**SOURCE PASSAGE**.
---*---
US 7725985 B2
A surface cleaning implement has a suction nozzle, a fan in fluid communication with the suction nozzle, a suction-driven turbine motor for driving the fan and a magnetic coupling between the fan and the motor. The surface cleaning implement can be in the form of an accessory tool that has a housing with a suction opening adapted to be connected to a vacuum hose and mounting the suction nozzle, the fan and the motor and the housing mounts a recovery tank that is in fluid communication with the suction nozzle. The accessory tool can further comprise a fluid dispensing assembly for storing and distributing fluid to the surface to the cleaned. The fluid dispensing assembly can comprise a turbine-driven fluid pump.
1. A surface cleaning implement, comprising:
a suction nozzle;
a fan in fluid communication with the suction nozzle;
an air-driven turbine for driving the fan; and
a magnetic coupling between the fan and the turbine, wherein rotation of the turbine effects rotation of the fan.
2. A surface cleaning implement according to
3. A surface cleaning implement according to
4. A surface cleaning implement according to
5. A surface cleaning implement according to
6. A surface cleaning implement according to
7. A surface cleaning implement according to
This application is a continuation of U.S. Ser. No. 12/041,007, filed Mar. 3, 2008, which is related to U.S. Provisional Patent Application No. 60/893,033, filed Mar. 5, 2007, which is incorporated herein by reference in its entirety.
1. Field of the Invention
The present invention relates to a surface cleaning implement with a motor-driven fan. In one of its aspects, the invention relates to a surface cleaning implement with a magnetic coupling between a motor and a fan. In another of its aspect, the invention relates a surface cleaning implement with a turbine-driven fan.
2. Description of the Related Art
Vacuum cleaning appliances are known for removing dry or wet debris from surfaces, including fabric-covered surfaces like carpets and upholstery, and bare surfaces like hardwood, linoleum and tile. Conventional dry vacuum cleaners are not capable of distributing or recovering fluids from surfaces because moisture can damage the motor and filtration system of the vacuum cleaner. As a result, liquid extraction vacuum cleaning appliances such as vacuum mops, extractors and carpet cleaners must be used to distribute and/or remove liquids from surfaces requiring a consumer to keep several large pieces of equipment available to complete different surface cleaning needs.
Various attachments have been developed to adapt conventional dry vacuum cleaners to distribute and recover liquids. Many of these attachments only allow for fluid recovery, and are not provided with means for fluid distribution. Some attachments include replacement filter systems that can collect recovered fluid. Other attachments include hand-held accessory tools, often referred to as wet or wet pick-up tools, that are coupled to the conventional dry vacuum cleaner using a vacuum hose.
---*---
**DATA EXCERPT**.

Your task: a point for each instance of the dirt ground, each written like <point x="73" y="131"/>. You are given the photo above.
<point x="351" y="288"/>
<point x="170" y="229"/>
---*---
**WHAT IS BEING ASKED**. Continue the patent text on the suction-nozzle cleaning implement, starting after its final sentence about wet pick-up tools coupled by a vacuum hose.

**TASK RESULT**.
A noted problem with using a wet pick-up tool to convert a conventional dry vacuum cleaner into one capable of fluid distribution and/or recovery is preventing fluid from entering the filtration system and suction source of the vacuum cleaner. Accordingly, wet pick-up tools often include means for separating working air from recovered fluid and a container for collecting the recovered fluid so that fluid is prevented from passing, along with the working air, to the conventional dry vacuum cleaner through the vacuum hose. However, if the container is overfilled or turned to an unusual angle, known wet pick-up tools can allow fluid to remain in the working air and enter the conventional dry vacuum cleaner, causing damage to the filtration system and suction source.
According to the invention, a surface cleaning implement comprises a suction nozzle, a fan in fluid communication with the suction nozzle, a motor for driving the fan and a magnetic coupling between the fan and the motor.
In one embodiment, the motor is a turbine.
In another embodiment, the surface cleaning implement is an accessory tool that has a housing with a suction opening adapted to be connected to a vacuum hose and mounting the suction nozzle, the fan and the motor. In addition, the housing can further mount a recovery tank that is in fluid communication with the suction nozzle. The turbine can have an inlet opening in fluid communication with the atmosphere and an outlet opening connected to the suction opening for rotatably driving the turbine with suction from the vacuum hose. The fan can have an inlet opening in fluid communication with the suction nozzle through the recovery tank for depositing fluid that is drawn in through the suction nozzle into the recovery tank and an outlet opening in fluid communication with the atmosphere.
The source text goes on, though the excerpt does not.